## STORED DATA

-*-*-

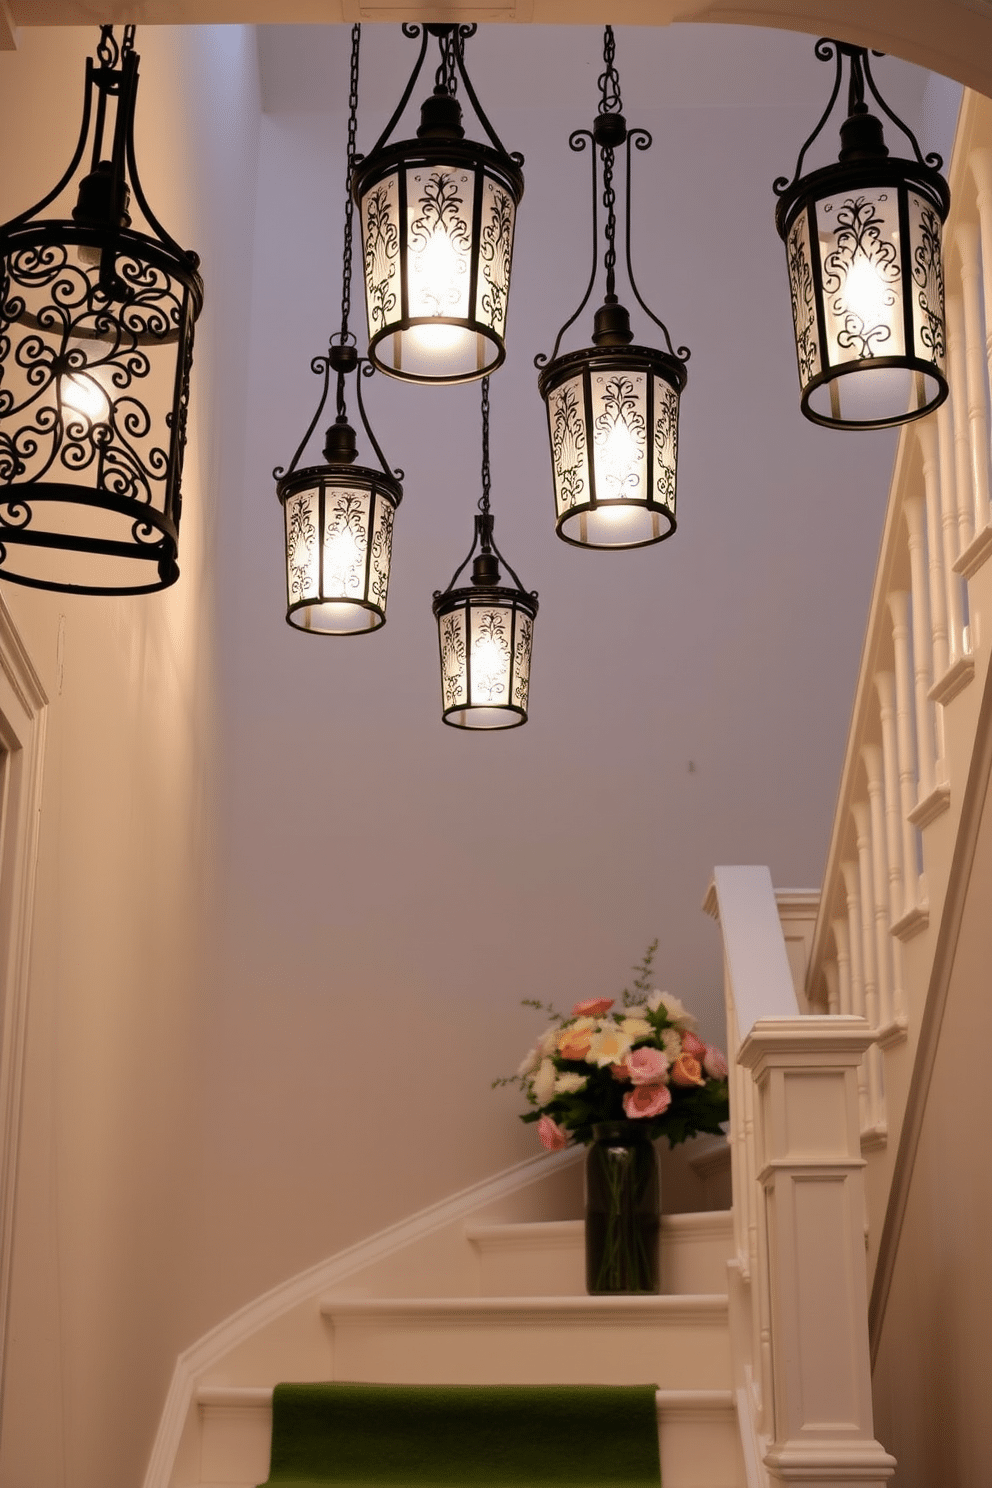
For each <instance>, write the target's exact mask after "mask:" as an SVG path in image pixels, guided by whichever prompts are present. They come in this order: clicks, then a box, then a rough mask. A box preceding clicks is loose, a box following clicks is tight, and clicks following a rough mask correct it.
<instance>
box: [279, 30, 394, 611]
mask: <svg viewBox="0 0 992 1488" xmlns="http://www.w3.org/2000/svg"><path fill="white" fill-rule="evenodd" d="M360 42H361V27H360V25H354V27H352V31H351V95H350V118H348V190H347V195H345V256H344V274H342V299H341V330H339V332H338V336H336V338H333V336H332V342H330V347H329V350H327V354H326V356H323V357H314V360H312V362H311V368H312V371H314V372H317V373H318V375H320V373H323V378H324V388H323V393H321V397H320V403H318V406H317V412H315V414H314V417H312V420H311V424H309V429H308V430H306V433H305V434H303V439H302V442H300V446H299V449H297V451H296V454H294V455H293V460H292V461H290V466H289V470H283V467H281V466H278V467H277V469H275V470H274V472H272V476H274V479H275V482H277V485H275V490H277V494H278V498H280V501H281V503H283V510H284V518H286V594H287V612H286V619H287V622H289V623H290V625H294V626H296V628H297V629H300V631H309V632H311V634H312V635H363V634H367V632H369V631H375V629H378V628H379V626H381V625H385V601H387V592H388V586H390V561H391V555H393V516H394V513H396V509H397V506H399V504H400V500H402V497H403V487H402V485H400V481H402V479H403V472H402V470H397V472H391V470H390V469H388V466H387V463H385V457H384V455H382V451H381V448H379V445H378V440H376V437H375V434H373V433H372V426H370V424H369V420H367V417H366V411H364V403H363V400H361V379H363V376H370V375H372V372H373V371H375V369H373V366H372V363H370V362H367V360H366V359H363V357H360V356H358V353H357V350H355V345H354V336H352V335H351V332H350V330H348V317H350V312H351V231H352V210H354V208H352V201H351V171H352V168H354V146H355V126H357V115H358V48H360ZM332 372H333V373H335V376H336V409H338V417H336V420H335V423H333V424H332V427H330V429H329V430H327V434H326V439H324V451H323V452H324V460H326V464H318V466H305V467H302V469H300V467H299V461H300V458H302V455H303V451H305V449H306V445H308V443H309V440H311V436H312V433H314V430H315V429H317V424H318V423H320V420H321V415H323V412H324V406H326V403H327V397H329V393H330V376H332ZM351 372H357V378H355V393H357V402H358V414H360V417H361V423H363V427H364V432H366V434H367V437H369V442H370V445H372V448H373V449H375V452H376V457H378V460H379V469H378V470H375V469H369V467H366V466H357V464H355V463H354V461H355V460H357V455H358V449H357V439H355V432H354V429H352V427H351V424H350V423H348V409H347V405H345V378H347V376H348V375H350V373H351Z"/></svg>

-*-*-

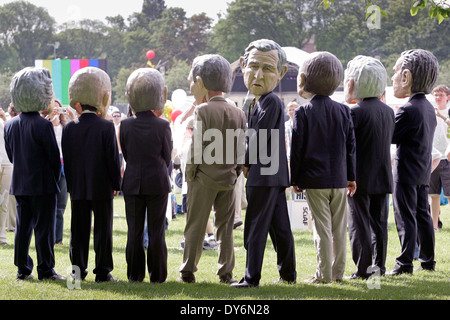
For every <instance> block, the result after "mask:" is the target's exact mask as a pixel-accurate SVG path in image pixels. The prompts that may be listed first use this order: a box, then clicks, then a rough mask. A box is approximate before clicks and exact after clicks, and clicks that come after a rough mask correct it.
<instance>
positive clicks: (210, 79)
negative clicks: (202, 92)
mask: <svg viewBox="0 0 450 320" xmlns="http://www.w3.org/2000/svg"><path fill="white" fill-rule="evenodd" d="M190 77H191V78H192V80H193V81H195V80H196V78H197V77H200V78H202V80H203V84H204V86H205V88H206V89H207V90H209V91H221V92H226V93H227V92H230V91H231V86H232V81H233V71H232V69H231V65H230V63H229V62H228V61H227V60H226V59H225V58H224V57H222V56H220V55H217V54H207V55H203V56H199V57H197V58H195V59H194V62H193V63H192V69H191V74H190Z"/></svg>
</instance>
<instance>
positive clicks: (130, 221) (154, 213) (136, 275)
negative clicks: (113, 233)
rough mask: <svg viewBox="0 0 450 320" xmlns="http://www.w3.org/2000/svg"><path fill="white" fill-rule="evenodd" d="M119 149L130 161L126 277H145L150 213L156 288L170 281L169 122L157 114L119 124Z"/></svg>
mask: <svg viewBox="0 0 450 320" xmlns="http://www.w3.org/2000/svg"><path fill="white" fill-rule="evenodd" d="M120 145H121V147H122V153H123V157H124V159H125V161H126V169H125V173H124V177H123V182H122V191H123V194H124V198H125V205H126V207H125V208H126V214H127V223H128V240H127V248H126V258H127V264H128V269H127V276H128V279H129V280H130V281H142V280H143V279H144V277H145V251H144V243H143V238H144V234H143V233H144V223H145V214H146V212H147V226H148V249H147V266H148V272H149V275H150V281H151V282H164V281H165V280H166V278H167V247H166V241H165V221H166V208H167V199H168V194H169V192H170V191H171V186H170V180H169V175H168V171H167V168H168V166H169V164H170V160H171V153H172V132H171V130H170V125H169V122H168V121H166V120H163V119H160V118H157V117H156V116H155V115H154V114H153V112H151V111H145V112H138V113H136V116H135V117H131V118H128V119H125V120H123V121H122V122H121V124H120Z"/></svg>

-*-*-

Quote the material exactly, starting with the line that contains "For each <instance>, write" and going on through the line that contains "box: [279, 30, 394, 611]", with both of those lines included and nothing else.

For each <instance>, write the target's exact mask after "mask:" as an SVG path in image pixels, guided by whichever prompts are present. They come in this order: clicks, then a box, then a rough mask. A box preceding clicks is loose, a box following clicks is tight, and clicks following a rough mask correct it.
<instance>
box: [279, 30, 394, 611]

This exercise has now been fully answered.